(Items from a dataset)
▬▬▬

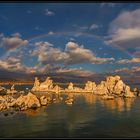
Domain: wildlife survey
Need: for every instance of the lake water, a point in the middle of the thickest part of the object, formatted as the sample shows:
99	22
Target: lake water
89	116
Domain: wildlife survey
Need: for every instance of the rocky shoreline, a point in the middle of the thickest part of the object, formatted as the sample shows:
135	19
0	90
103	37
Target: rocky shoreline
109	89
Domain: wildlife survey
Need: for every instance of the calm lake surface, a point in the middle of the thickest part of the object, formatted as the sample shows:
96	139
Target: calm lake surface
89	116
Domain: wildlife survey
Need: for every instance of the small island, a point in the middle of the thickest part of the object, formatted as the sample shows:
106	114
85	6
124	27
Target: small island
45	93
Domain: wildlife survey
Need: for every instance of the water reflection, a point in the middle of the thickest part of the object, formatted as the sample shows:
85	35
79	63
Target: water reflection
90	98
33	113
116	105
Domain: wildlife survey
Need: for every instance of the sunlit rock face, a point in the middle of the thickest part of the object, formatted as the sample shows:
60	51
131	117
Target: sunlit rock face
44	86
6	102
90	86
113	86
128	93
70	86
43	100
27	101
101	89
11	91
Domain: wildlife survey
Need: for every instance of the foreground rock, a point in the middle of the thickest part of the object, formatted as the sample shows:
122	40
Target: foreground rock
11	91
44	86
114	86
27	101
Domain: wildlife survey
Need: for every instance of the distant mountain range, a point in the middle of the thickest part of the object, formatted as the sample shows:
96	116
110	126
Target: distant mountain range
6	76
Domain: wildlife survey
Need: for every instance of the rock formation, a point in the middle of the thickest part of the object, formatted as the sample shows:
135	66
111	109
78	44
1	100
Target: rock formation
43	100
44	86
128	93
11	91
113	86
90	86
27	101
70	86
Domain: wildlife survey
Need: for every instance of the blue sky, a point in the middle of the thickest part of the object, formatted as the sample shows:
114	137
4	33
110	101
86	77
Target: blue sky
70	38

▬▬▬

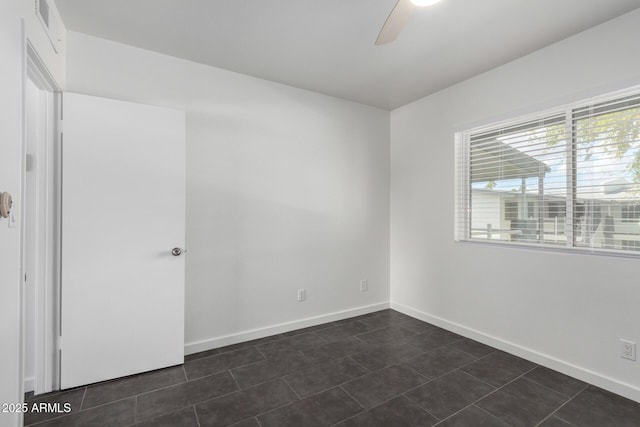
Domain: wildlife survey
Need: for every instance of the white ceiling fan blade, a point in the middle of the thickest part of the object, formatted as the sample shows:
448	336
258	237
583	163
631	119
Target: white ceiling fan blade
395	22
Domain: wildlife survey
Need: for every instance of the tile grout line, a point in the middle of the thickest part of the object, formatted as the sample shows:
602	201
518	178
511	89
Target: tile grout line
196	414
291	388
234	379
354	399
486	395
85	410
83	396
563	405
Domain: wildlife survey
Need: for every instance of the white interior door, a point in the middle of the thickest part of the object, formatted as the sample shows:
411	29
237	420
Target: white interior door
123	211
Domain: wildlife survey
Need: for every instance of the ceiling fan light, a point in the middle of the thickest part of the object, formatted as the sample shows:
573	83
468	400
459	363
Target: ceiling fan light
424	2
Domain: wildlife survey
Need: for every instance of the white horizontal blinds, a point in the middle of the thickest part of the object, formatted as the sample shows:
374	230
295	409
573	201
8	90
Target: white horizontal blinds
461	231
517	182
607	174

▬▬▬

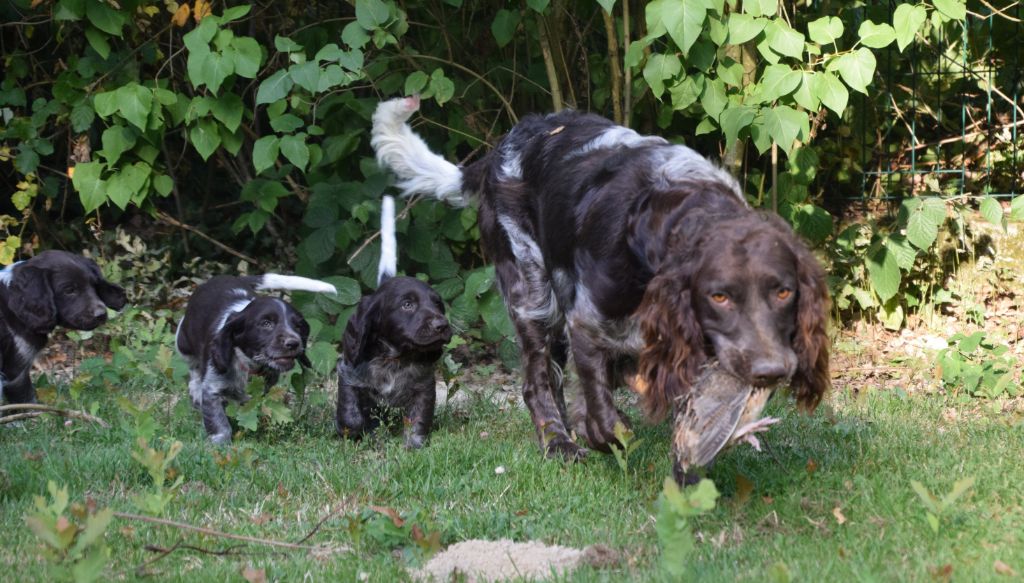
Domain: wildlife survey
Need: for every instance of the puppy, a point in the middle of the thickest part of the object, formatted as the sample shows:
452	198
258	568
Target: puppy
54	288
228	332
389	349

▬▬▬

(Brief)
How many lines in the listing above contain the word "sunlit"? Reply with the number alone.

(Answer for this exercise)
2